▶ **Document section**:
-*-
Statistical Help
Home >

# Standard Deviation

 Study on Childhood Weight Statistic Value Count 12 Sum 642 Mean 53.5 Median 45.5 Mode No Mode Min 13 Max 110 Range 97 Standard Deviation 31.0

The standard deviation is useful when comparing one dataset to one or more datasets.

You’ve probably heard of the term standard deviation before. This is one way of measuring the dispersion of a given set of data. What do I mean by dispersion? Well, if we use a sample child weight dataset (shown below), the data ranges from 13 to 110, with a mean of 53.5. It is a pretty wide spread of data.

13        22        26        38        36        42

49        50        77        81        98        110

Well, what if the data had the exact same mean, but instead ranged from 45 to 62? You would determine that this would be a much tighter range, right? There would not be as much spread or dispersion from the mean. It is important to have a good understanding of the dispersion of your data so it can be properly compared to other data. The standard deviation is one tool for assessing data dispersion.

## Calculating Standard Deviation

There is a little more math involved in calculating the standard deviation, but it is not advanced. The standard deviation is simply the square root of the average squared deviation of the data from the mean. Before you allow this definition to scare you off, let’s calculate the standard deviation for the sample dataset of child weights together:

13        22        26        38        36        42

49        50        77        81        98        110

• Step 1: First, we calculate the mean (or average) of the data. Fortunately, we’ve already done this. The mean is 53.5.
• Step 2: Now, subtract the mean from every item in the set. Often, a table is helpful in performing these calculations. The calculations have been performed below:
 Child Weight Subtract the Mean Difference 13 53.5 -40.5 22 53.5 -31.5 26 53.5 -27.5 38 53.5 -15.5 36 53.5 -17.5 42 53.5 -11.5 49 53.5 -4.5 50 53.5 -3.5 77 53.5 23.5 81 53.5 27.5 98 53.5 44.5 110 53.5 56.5

Notice that if you were to sum all the numbers in the "Difference" column, you would get a sum of zero. This makes sense, of course, because by definition, the mean should be the exact middle value equidistant to each of the points in the dataset, so the positive and negative differences will always balance each other out. Adding these numbers will always result in zero, regardless of how condensed or dispersed the data values are about the mean.

• Step 3: Square the difference between each number and the mean (the third column in the table above).
-*-
▶ **Exercises**:
1. In the standard deviation page, starting at "# Standard Deviation" and ending at "spread of data.", write the passage again with "dispersion" swapped for "variability".
2. Answer these questions about the standard deviation page:
(a) What is the mean of the sample child weight dataset?
(b) In the hypothetical tighter dataset with the same mean, what range do the values span?
(c) What is the sum of all the numbers in the "Difference" column?

Items from a data source:
-*-
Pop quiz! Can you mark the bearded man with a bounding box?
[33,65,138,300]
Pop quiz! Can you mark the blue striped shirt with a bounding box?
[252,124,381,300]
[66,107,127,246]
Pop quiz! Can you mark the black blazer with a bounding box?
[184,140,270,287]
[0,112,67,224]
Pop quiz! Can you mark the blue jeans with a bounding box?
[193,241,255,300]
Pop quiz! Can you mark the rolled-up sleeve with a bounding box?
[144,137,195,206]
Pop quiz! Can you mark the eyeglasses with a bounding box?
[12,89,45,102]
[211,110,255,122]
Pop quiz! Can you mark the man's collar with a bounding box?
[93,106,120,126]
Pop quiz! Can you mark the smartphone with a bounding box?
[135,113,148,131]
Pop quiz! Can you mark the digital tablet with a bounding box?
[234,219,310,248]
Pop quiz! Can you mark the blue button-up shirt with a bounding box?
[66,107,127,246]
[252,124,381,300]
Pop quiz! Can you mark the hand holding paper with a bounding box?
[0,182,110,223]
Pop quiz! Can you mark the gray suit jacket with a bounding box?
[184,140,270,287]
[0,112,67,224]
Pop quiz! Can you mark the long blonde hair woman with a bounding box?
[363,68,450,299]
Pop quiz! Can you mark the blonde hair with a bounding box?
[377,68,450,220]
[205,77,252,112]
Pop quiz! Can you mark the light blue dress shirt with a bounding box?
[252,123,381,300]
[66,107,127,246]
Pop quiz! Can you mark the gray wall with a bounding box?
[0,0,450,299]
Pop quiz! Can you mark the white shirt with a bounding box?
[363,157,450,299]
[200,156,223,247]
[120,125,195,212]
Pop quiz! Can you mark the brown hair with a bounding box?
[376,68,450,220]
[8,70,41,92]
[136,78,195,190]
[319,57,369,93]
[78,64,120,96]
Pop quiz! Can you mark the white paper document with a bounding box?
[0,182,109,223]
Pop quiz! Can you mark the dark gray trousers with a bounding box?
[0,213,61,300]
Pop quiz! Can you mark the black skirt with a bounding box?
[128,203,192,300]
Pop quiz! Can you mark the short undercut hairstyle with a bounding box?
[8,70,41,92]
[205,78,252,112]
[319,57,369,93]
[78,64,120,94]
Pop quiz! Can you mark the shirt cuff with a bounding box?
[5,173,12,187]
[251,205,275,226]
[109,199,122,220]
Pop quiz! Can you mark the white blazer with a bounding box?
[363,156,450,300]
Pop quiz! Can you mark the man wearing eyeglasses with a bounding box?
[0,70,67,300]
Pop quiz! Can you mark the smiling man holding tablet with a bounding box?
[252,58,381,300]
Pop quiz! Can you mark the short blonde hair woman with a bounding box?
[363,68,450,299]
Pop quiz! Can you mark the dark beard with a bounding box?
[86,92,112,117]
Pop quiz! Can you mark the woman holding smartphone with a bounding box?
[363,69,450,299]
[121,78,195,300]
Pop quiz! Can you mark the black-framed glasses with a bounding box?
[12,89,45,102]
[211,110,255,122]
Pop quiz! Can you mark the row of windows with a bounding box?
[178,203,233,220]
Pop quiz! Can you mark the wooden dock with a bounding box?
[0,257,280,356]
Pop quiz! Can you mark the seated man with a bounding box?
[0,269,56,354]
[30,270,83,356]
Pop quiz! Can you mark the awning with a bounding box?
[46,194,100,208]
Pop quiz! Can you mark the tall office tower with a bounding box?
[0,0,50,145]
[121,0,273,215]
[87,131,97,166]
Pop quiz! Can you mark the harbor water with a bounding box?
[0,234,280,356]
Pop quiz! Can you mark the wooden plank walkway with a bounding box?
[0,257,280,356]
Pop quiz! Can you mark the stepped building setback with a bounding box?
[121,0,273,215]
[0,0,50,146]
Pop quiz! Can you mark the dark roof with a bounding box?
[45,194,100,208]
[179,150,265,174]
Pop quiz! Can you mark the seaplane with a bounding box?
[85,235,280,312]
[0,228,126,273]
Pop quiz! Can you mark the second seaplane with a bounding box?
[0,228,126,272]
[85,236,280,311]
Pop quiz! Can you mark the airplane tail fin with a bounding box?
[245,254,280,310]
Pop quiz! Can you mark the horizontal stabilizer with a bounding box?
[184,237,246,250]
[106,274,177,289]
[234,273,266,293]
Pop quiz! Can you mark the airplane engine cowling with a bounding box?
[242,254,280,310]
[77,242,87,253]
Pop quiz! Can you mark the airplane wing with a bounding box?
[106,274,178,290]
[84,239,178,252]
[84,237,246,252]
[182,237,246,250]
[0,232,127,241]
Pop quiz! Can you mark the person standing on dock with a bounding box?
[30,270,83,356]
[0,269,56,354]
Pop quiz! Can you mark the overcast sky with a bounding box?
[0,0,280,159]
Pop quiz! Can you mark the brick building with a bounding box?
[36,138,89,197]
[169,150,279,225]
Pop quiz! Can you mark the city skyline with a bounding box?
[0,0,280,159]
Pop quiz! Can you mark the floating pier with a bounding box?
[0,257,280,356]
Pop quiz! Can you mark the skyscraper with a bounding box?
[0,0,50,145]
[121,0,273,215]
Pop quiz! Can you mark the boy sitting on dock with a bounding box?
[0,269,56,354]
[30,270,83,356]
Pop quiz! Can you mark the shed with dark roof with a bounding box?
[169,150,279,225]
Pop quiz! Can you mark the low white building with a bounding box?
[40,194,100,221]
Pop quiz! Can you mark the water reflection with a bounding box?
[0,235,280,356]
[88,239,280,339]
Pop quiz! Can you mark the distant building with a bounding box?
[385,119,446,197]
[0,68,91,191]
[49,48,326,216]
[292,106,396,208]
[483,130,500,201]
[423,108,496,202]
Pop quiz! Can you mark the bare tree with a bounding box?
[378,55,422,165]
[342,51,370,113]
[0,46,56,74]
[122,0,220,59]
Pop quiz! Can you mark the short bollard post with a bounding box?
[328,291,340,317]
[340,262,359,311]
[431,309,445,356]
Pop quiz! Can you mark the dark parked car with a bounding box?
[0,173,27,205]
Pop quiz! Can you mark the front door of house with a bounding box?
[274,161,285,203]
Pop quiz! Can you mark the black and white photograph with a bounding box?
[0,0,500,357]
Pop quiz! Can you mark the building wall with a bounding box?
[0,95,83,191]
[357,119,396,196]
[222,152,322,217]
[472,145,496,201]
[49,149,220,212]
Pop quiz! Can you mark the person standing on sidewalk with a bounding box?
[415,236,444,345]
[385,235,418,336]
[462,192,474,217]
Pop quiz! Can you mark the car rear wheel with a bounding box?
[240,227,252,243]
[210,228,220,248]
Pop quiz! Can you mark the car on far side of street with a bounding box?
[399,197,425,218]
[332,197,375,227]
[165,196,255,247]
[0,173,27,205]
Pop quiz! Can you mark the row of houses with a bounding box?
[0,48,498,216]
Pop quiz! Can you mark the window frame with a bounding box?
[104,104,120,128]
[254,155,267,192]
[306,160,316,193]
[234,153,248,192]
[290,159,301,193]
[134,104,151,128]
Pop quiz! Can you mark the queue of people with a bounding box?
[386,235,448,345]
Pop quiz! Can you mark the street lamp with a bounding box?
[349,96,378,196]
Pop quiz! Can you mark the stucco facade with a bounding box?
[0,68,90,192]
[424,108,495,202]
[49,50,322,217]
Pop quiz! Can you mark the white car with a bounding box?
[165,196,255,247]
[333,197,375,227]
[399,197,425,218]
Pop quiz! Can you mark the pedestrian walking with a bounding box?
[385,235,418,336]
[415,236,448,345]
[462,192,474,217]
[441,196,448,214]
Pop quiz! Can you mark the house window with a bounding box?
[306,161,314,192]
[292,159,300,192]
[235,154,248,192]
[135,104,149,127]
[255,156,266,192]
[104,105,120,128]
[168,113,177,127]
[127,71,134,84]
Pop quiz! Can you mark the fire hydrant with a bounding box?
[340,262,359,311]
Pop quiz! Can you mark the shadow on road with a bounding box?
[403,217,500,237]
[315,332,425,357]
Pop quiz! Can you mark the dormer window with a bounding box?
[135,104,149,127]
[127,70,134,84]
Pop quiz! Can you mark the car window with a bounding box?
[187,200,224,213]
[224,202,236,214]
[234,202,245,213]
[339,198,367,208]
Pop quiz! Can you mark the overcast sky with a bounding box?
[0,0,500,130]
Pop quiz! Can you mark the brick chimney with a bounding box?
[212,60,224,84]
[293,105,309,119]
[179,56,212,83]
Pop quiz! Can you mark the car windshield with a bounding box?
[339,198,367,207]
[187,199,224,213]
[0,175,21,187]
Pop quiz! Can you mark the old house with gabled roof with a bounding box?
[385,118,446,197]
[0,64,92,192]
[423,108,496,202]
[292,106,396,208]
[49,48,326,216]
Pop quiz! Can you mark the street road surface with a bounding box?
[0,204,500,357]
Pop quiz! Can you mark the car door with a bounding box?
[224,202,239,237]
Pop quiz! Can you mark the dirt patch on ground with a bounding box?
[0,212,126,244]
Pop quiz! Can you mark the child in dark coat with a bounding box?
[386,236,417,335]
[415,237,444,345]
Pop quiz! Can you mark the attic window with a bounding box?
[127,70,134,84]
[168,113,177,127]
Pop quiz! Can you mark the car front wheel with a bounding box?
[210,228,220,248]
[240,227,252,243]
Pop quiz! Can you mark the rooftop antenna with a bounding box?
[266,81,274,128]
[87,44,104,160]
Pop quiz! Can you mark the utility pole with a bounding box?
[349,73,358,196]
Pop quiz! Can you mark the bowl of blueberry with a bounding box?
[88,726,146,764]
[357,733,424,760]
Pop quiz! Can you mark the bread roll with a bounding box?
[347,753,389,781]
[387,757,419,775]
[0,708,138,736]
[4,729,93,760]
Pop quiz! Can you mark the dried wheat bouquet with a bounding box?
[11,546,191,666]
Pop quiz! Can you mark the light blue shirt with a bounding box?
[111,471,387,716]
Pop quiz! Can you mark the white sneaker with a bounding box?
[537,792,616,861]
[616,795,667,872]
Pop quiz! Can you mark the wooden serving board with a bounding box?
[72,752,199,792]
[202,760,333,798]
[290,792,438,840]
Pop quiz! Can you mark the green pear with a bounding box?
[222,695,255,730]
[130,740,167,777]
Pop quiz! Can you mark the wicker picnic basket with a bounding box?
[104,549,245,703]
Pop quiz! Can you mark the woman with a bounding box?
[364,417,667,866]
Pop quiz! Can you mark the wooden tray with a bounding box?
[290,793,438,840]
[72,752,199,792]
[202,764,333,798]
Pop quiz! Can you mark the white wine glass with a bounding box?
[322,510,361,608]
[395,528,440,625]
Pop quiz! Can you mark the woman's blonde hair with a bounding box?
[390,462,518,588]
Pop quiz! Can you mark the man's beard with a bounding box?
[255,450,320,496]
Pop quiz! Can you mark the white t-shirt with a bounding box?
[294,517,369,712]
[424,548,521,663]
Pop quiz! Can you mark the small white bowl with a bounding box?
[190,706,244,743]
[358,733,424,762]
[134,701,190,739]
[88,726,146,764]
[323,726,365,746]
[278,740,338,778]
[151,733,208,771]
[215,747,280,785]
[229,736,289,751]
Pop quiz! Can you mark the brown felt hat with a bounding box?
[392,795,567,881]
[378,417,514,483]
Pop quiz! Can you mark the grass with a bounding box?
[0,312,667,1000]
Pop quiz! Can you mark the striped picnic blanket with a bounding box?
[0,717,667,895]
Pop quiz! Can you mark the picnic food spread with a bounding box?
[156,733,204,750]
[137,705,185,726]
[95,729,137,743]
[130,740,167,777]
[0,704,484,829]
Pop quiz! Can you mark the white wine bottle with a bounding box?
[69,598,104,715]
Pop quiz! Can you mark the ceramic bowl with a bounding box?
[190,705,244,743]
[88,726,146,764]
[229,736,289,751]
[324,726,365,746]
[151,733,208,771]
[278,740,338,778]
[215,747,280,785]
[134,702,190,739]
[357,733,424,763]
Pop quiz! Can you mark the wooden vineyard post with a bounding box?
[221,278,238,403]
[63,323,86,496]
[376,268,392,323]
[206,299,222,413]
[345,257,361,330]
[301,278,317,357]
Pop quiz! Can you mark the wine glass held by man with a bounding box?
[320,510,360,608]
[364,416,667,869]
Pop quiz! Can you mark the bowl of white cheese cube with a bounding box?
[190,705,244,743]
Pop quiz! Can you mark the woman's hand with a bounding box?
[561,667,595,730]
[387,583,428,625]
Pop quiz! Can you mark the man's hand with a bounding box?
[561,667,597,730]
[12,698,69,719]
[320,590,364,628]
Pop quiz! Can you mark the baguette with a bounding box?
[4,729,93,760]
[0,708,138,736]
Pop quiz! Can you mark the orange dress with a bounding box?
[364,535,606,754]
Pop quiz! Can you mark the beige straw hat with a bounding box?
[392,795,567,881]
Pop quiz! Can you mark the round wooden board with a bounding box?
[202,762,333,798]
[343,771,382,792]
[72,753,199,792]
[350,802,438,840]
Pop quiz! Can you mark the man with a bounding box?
-*-
▶ **Responses to the tasks**:
1.
# Standard Deviation

 Study on Childhood Weight Statistic Value Count 12 Sum 642 Mean 53.5 Median 45.5 Mode No Mode Min 13 Max 110 Range 97 Standard Deviation 31.0

The standard deviation is useful when comparing one dataset to one or more datasets.

You’ve probably heard of the term standard deviation before. This is one way of measuring the variability of a given set of data. What do I mean by variability? Well, if we use a sample child weight dataset (shown below), the data ranges from 13 to 110, with a mean of 53.5. It is a pretty wide spread of data.

2.
(a) 53.5
(b) From 45 to 62
(c) Zero